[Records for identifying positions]
========
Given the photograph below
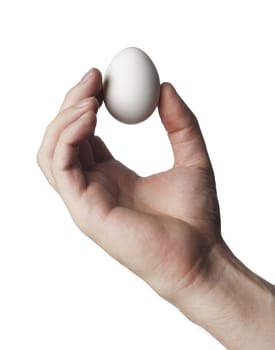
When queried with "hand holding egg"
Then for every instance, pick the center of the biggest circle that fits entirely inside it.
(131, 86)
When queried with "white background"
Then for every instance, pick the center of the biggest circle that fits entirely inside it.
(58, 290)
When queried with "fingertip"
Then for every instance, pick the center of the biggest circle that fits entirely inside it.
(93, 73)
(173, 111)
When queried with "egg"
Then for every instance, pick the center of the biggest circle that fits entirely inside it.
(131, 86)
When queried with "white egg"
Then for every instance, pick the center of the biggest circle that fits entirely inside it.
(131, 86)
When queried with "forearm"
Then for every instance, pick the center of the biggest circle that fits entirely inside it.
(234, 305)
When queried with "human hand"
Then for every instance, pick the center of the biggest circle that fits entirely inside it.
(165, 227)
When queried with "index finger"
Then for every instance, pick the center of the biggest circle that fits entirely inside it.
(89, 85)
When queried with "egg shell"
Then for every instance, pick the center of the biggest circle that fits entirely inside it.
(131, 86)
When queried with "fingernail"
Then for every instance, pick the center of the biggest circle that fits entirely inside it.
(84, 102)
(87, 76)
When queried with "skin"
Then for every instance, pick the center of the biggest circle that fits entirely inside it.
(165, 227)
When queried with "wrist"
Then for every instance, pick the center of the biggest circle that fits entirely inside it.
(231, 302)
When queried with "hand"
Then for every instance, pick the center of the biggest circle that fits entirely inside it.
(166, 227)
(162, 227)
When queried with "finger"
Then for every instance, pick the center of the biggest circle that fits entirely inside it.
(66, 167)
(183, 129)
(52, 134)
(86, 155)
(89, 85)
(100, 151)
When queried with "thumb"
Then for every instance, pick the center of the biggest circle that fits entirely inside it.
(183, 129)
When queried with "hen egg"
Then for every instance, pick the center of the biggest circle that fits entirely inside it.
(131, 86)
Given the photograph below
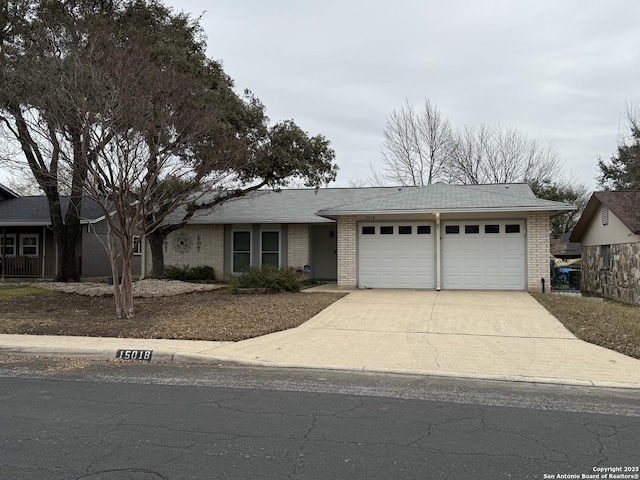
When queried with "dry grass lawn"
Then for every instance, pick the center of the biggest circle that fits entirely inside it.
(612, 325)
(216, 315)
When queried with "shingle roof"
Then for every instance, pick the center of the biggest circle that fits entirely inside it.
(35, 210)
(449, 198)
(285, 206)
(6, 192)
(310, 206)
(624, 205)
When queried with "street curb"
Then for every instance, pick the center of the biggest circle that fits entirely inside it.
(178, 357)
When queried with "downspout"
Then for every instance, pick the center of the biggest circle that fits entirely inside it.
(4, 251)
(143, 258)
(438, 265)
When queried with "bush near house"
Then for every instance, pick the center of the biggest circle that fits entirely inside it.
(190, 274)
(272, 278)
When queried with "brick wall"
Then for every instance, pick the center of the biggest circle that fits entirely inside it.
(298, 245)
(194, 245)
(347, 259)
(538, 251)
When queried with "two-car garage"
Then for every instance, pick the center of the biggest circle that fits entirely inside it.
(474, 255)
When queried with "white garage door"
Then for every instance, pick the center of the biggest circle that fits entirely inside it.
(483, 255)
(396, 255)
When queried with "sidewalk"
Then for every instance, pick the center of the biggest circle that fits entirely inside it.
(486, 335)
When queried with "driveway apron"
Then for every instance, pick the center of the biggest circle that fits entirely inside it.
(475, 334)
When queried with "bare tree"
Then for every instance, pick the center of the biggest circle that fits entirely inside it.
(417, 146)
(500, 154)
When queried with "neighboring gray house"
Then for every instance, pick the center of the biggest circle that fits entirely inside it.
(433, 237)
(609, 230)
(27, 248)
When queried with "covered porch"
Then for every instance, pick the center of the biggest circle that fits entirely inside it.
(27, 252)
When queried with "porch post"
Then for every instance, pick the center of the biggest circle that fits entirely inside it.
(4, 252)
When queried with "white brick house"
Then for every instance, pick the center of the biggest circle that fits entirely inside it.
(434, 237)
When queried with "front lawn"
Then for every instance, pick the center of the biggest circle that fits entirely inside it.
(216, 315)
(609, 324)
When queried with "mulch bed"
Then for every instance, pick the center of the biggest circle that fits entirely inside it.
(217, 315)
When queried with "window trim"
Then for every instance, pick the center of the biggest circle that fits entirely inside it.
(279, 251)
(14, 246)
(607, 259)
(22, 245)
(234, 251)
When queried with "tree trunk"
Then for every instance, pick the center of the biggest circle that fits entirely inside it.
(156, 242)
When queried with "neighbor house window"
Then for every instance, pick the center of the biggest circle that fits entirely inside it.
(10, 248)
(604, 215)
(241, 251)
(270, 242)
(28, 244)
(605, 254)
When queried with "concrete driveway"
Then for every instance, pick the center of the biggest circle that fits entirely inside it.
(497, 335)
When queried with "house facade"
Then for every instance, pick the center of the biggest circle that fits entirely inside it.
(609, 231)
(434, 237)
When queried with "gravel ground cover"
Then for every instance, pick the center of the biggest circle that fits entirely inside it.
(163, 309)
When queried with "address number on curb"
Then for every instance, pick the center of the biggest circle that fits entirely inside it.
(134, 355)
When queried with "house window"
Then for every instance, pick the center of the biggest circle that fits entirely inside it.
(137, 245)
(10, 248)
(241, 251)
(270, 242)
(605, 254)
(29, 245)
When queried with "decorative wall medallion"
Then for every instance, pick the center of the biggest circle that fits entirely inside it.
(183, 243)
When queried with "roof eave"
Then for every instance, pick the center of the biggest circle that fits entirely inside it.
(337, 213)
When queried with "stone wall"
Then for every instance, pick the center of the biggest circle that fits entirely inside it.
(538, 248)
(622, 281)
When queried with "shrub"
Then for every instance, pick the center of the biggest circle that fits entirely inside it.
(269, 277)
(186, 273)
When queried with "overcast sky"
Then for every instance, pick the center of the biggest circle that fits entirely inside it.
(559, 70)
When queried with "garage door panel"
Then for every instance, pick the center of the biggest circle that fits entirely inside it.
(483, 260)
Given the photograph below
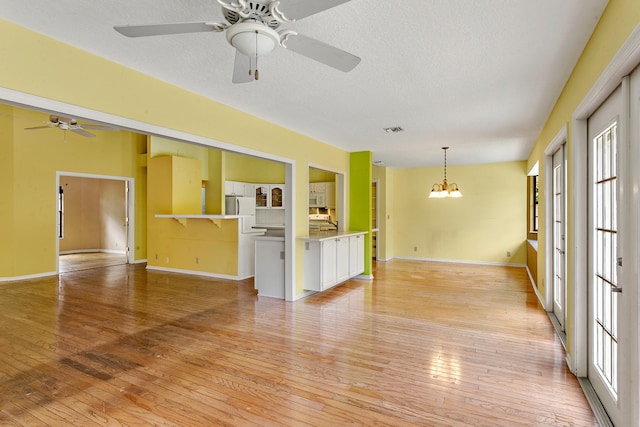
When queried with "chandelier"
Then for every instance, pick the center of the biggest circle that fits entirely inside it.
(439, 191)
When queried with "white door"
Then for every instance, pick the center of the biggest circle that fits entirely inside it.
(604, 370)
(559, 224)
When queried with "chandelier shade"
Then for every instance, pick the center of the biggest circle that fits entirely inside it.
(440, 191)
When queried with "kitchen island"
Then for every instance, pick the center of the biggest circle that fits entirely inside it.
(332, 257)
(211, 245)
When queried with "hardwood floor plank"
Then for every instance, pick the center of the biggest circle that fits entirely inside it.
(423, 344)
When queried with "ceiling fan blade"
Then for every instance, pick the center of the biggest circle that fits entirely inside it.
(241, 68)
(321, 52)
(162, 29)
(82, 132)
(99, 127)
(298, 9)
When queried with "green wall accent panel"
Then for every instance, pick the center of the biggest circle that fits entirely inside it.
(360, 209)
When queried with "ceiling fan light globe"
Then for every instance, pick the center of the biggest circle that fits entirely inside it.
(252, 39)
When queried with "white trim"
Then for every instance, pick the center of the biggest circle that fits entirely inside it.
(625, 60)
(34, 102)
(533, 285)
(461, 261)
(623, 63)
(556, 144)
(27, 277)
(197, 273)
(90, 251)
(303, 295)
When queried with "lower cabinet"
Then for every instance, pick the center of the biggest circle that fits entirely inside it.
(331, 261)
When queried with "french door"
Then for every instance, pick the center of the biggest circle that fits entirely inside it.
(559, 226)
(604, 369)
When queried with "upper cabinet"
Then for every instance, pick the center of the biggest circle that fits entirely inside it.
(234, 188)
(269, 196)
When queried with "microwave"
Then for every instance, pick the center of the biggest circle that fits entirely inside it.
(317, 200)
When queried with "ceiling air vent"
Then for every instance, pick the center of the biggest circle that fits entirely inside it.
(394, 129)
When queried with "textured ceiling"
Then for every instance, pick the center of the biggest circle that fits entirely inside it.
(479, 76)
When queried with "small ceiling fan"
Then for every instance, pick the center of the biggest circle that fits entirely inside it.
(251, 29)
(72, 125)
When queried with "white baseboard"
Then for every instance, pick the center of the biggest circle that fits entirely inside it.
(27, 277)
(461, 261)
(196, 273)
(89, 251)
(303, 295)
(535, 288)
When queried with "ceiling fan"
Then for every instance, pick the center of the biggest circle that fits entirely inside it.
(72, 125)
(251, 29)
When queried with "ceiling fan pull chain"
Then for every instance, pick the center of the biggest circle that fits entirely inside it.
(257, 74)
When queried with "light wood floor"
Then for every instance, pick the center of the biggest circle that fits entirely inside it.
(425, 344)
========
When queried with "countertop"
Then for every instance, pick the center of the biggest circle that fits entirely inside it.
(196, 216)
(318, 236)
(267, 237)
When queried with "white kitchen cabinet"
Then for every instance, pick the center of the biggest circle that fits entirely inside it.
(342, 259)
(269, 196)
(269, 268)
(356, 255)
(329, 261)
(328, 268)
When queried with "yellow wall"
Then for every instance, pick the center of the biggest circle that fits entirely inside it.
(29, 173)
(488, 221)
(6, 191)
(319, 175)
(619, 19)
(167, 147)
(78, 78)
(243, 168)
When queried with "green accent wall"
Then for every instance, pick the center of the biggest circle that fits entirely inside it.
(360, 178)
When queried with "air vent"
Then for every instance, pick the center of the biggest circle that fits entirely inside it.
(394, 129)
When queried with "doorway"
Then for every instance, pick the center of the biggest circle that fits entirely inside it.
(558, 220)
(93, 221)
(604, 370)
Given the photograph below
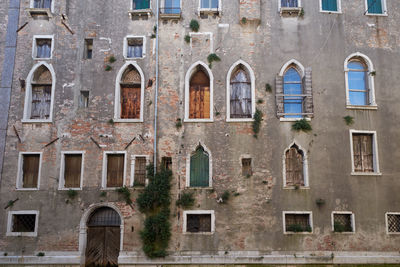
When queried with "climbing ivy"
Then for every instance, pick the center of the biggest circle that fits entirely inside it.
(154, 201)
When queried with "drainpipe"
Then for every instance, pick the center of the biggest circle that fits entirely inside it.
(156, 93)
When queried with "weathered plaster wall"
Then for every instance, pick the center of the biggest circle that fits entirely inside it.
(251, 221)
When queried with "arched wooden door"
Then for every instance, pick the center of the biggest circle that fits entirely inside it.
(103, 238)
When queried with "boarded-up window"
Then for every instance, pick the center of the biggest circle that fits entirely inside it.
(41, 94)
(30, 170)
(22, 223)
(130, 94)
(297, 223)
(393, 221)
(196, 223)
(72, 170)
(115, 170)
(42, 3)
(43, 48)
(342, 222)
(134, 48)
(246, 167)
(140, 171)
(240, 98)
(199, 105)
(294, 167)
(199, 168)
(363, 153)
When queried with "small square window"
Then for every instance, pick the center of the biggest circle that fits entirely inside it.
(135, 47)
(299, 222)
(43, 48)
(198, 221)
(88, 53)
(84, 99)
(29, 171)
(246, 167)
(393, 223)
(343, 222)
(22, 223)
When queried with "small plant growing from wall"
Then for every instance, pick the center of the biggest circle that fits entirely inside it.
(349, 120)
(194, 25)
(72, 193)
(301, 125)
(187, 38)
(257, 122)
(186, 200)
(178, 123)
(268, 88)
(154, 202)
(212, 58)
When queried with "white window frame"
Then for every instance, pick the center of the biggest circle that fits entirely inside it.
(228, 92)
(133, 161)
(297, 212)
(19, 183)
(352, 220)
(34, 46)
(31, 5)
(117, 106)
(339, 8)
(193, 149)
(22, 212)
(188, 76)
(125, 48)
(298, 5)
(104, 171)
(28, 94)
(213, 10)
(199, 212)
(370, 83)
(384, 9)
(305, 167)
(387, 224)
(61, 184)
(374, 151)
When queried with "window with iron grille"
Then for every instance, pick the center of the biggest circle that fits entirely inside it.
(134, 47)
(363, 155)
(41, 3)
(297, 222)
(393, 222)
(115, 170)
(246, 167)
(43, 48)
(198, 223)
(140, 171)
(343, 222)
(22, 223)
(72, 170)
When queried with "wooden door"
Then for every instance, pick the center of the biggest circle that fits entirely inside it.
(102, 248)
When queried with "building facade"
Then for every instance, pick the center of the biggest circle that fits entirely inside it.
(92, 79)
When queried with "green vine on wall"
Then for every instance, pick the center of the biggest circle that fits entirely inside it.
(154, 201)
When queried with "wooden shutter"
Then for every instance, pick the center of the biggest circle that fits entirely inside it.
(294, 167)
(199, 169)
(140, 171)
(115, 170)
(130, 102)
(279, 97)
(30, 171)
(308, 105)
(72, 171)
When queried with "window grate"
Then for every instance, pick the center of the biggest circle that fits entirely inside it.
========
* [What to work on]
Pull out every line in the records above that contains the word "trim", and treat uppercase and lowercase as different.

* [Expected answer]
When queried with "window trim"
When queried with "white trim"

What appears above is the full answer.